DFG-VK Darmstadt "Von Adelung bis Zwangsarbeit - Stichworte zu Militär und Nationalsozialismus in Darmstadt"
Dengler, Georg Albert
( 10.6.1904 Ehningen - ?) wurde als Sohn eines Eisenbahnbeamten
geboren, besuchte die Volksschule, ging mit 18 Jahren zur
Schutzpolizei, wurde dort Hauptwachtmeister und trat nach 12jährigem
Dienst im Jahr 1935 zur Kriminalpolizei über. Am 1. Mai 1937 wurde er
Mitglied der NSDAP. 1939
wurde er als Kriminalassistent zur Geheimen
Staatspolizei in Stuttgart abgeordnet und 1940 zur
Staatspolizeistelle
nach Darmstadt versetzt. Im Herbst 1944 wurde er Kriminalsekretär und
damit SS-Untersturmführer.

◇ ◇ ◇ ◇ ◇

Aufgaben:
#1 Welche Dienstgrade hatte Georg Albert Dengler laut der Kurzbiografie? Nenne alle.
#2 Schreib die Kurzbiografie zu Georg Albert Dengler im Anschluss an ihren letzten Satz weiter.

Einträge des Datensatzes
◇ ◇ ◇ ◇ ◇

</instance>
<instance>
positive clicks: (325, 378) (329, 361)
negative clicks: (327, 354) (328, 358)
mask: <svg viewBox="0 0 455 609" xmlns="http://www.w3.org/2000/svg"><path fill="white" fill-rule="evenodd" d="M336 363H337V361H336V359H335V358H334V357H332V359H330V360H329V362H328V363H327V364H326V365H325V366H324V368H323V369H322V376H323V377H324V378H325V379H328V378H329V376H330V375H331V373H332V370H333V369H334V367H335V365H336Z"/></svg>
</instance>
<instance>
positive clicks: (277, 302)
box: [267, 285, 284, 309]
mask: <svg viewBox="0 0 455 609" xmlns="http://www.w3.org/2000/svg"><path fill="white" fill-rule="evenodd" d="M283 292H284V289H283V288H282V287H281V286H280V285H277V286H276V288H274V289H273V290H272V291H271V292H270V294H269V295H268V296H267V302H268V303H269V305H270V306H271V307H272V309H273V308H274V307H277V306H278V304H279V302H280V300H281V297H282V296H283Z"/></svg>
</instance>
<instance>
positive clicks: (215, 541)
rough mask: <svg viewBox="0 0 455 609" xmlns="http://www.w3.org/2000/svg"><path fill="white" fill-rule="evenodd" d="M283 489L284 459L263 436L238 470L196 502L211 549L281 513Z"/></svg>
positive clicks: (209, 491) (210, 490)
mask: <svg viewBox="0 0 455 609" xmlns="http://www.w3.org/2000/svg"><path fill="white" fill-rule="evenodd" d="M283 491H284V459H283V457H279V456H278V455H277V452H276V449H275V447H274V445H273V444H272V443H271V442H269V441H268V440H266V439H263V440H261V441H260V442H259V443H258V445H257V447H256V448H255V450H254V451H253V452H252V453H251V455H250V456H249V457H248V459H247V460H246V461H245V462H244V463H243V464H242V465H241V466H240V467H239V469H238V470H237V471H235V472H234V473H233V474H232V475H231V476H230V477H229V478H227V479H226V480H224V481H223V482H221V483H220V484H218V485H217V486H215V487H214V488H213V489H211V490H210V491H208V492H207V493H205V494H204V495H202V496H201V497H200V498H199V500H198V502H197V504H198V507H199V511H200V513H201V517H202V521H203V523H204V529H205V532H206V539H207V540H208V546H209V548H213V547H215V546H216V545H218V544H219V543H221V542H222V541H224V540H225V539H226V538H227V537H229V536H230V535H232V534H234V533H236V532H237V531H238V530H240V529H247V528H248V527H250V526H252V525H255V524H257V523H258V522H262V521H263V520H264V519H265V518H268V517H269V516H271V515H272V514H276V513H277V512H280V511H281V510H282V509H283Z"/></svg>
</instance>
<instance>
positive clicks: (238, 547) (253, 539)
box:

◇ ◇ ◇ ◇ ◇

Lösungen:
#1 Hauptwachtmeister, Kriminalassistent, Kriminalsekretär, SS-Untersturmführer

#2
Bis Frühjahr 1942 war
er im
"Judenreferat" tätig, dem damals Kriminalsekretär Böhm vorstand. Er war
auch für das Kirchenreferat zuständig. Ab 15.1.1943 übernahm er als
Nachfolger von Böhm die Leitung des Judenreferates. Mitarbeiter in
diesem Referat waren u. a. die Beamten Raaf und Stadtmann. Zu seinen
Aufgaben gehörte die Verfolgung der in privilegierter Mischehe lebender
Juden, die bisher zwar ständig "behelligt" wurden, aber noch relativ
unangefochten leben konnten. Die übrigen jüdischen Bürger waren bereits
deportiert.
Das Schwurgericht Darmstadt hatte
Dengler am
2.11.1949 von der Anklage, sich in den Jahren 1943 bis 1945 fortgesetzt
handelnd der schweren Freiheitsberaubung im Amt, insbesondere im Falle
des Oberlandesgerichtsrats Dr. Mayer schuldig gemacht zu haben,
freigesprochen. Die Staatsanwaltschaft hatte gegen dieses Urteil
Revision eingelegt, worauf das Oberlandesgericht am 25.2.1950 die Sache
an das Schwurgericht Darmstadt zurück verwiesen hatte.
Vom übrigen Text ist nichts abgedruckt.